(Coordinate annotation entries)

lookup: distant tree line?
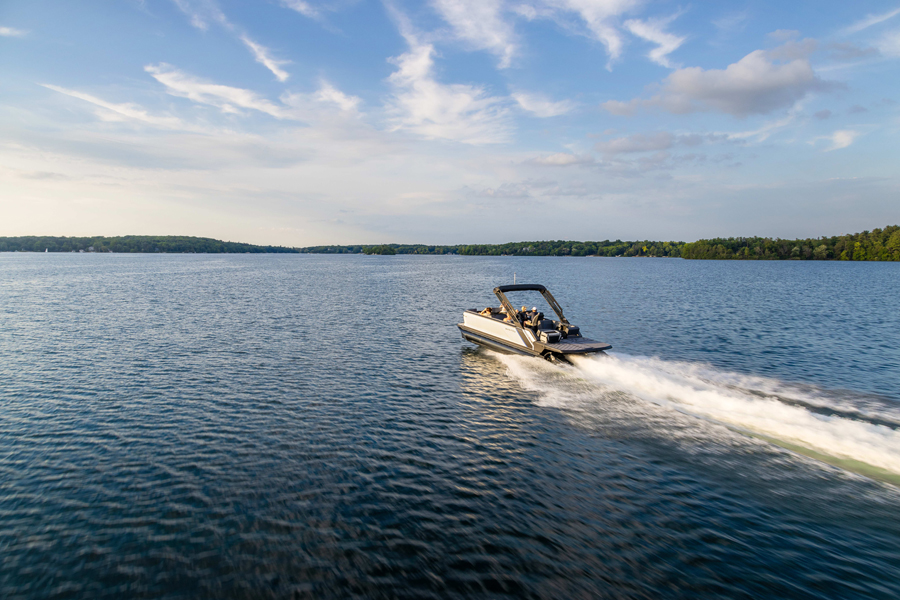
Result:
[298,240,684,257]
[0,225,900,261]
[681,225,900,261]
[298,225,900,261]
[0,235,298,254]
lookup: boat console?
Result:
[457,284,612,361]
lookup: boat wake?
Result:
[492,354,900,483]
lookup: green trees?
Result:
[0,235,297,254]
[363,244,397,255]
[681,225,900,261]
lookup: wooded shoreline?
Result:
[0,225,900,261]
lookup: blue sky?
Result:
[0,0,900,246]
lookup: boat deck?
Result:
[544,337,612,354]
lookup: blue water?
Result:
[0,254,900,598]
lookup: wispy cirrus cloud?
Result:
[315,80,362,112]
[535,0,640,70]
[603,42,840,118]
[432,0,516,69]
[512,92,575,118]
[625,14,687,69]
[842,8,900,35]
[528,152,595,167]
[241,34,291,83]
[387,5,511,144]
[41,83,185,129]
[0,27,28,37]
[172,0,290,83]
[281,0,322,19]
[810,129,861,152]
[144,63,291,119]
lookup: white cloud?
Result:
[603,49,836,117]
[432,0,516,68]
[172,0,296,83]
[281,0,322,19]
[816,129,860,152]
[0,27,28,37]
[535,0,640,69]
[144,63,291,119]
[512,92,575,118]
[877,29,900,58]
[843,8,900,35]
[594,131,676,156]
[529,152,594,167]
[388,25,510,144]
[625,15,687,69]
[172,0,231,31]
[41,83,184,129]
[315,81,361,112]
[721,110,797,142]
[241,34,291,83]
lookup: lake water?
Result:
[0,254,900,599]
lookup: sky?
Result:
[0,0,900,246]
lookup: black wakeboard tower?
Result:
[457,283,612,361]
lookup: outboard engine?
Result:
[540,329,561,344]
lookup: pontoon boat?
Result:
[457,284,612,361]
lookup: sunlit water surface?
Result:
[0,254,900,598]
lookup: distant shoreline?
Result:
[0,225,900,261]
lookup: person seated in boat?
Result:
[516,306,528,325]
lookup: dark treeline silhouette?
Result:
[0,225,900,261]
[298,240,684,257]
[0,235,297,254]
[298,225,900,261]
[681,225,900,261]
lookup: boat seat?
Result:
[538,319,557,331]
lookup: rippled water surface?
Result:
[0,254,900,598]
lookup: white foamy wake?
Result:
[501,355,900,474]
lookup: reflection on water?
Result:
[0,255,900,598]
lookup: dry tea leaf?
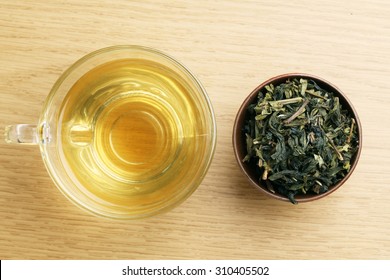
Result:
[243,79,359,204]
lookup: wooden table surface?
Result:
[0,0,390,259]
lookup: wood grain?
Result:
[0,0,390,259]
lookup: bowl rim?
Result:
[232,72,363,203]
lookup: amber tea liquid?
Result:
[60,59,207,212]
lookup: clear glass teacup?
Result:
[5,46,216,219]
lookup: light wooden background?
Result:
[0,0,390,259]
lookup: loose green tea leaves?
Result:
[243,79,359,204]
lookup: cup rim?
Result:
[232,72,363,203]
[39,45,217,220]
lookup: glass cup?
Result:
[5,46,216,219]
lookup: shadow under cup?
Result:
[38,46,216,219]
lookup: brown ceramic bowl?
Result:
[233,73,362,203]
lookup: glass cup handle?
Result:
[4,124,39,145]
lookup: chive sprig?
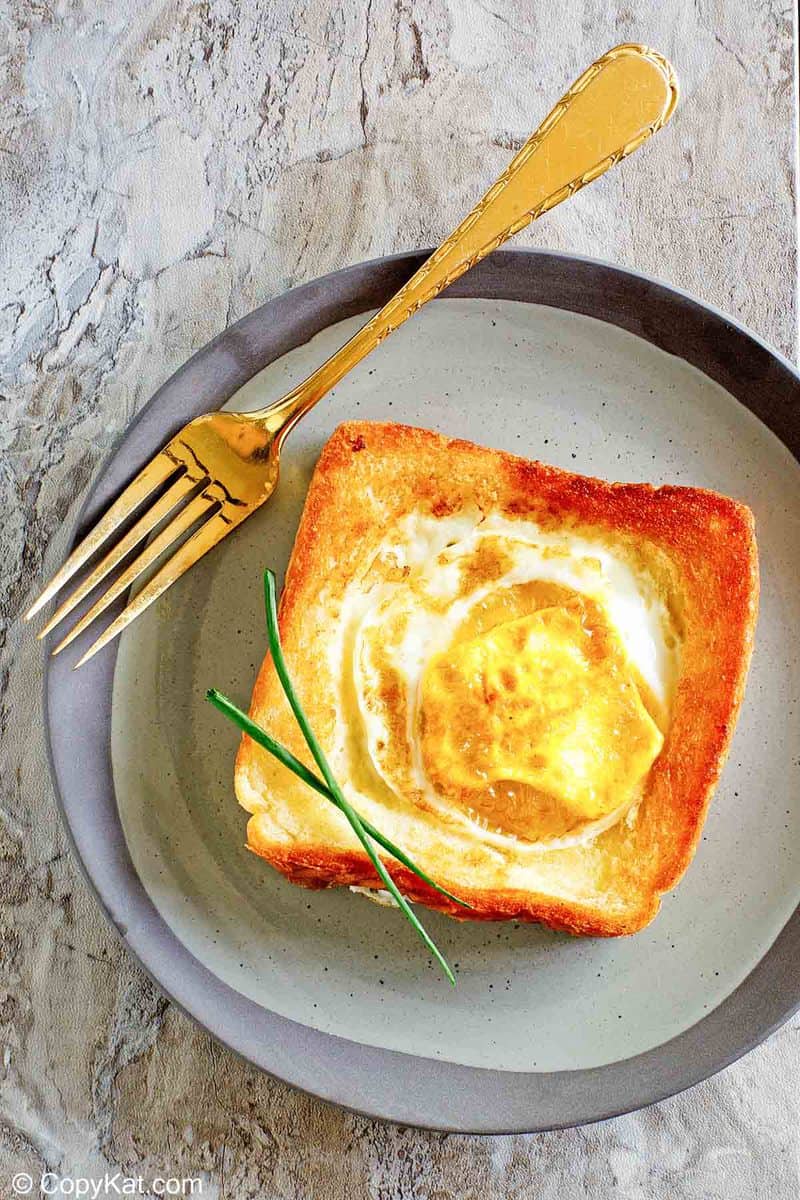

INSTRUCTIONS TO FOLLOW —
Set down all of the records above word for word, leaving out the pictures.

EXPECTED ANSWER —
lookup: distant tree line?
Result:
[298,240,684,257]
[0,225,900,261]
[681,225,900,261]
[298,225,900,261]
[0,235,298,254]
lookup: boat console?
Result:
[457,284,612,361]
lookup: boat wake?
Result:
[492,354,900,483]
lookup: green trees?
Result:
[0,235,297,254]
[363,244,397,255]
[681,225,900,261]
lookup: wooded shoreline?
Result:
[0,225,900,261]
lookup: blue sky?
Result:
[0,0,900,246]
lookup: boat deck?
Result:
[544,337,612,354]
lookup: blue water?
Result:
[0,254,900,598]
lookup: wispy cirrus cloud?
Result:
[315,80,362,112]
[535,0,640,70]
[603,42,840,118]
[432,0,516,69]
[512,92,575,118]
[625,14,687,69]
[842,8,900,35]
[528,152,595,167]
[241,34,291,83]
[387,5,511,144]
[41,83,185,129]
[0,27,28,37]
[172,0,290,83]
[281,0,322,19]
[810,129,861,152]
[144,63,291,119]
lookup: white cloud?
Result:
[603,49,836,117]
[432,0,516,68]
[172,0,296,83]
[281,0,322,19]
[816,129,860,152]
[0,27,28,37]
[535,0,640,69]
[144,63,291,119]
[512,92,575,118]
[877,29,900,58]
[843,8,900,35]
[594,131,676,156]
[529,152,594,167]
[388,25,510,144]
[625,15,687,69]
[172,0,231,31]
[41,83,184,129]
[315,81,361,112]
[721,110,797,142]
[241,34,291,83]
lookup: lake water?
Result:
[0,254,900,599]
lookup: sky?
Result:
[0,0,900,246]
lookup: black wakeboard tower?
Result:
[457,283,612,361]
lookup: outboard engine?
Result:
[540,329,561,344]
lookup: pontoon boat?
Result:
[457,284,612,361]
lookup: sunlit water surface?
Result:
[0,254,900,598]
lookup: distant shoreline?
Result:
[0,225,900,261]
lookup: person seated in boat?
Result:
[516,306,528,325]
lookup: dark treeline silhouette?
Result:
[0,225,900,261]
[298,240,684,257]
[0,235,297,254]
[298,225,900,261]
[681,225,900,261]
lookup: boat seat?
Result:
[538,319,557,331]
lookup: rippled water surface?
Result:
[0,254,900,598]
lookup: white foamy wake?
Result:
[501,355,900,474]
lookup: reflection on water?
Result:
[0,255,900,598]
lookup: dry tea leaf?
Result:
[243,79,359,204]
lookup: wooden table surface?
Result:
[0,0,390,259]
lookup: wood grain?
Result:
[0,0,390,259]
lookup: bowl rim?
Result:
[232,72,363,203]
lookup: amber tea liquid?
Result:
[60,59,207,212]
lookup: clear glass teacup?
Result:
[5,46,216,219]
lookup: light wooden background?
Result:
[0,0,390,259]
lookup: loose green tea leaves?
Result:
[243,79,359,204]
lookup: cup rim?
Result:
[232,72,363,203]
[39,45,217,220]
lookup: glass cup?
Result:
[5,46,216,219]
lookup: shadow under cup?
Result:
[38,46,216,219]
lookup: brown ceramic bowl?
Result:
[233,73,362,203]
lookup: glass cup handle?
Result:
[4,124,39,145]
lookup: chive sprig?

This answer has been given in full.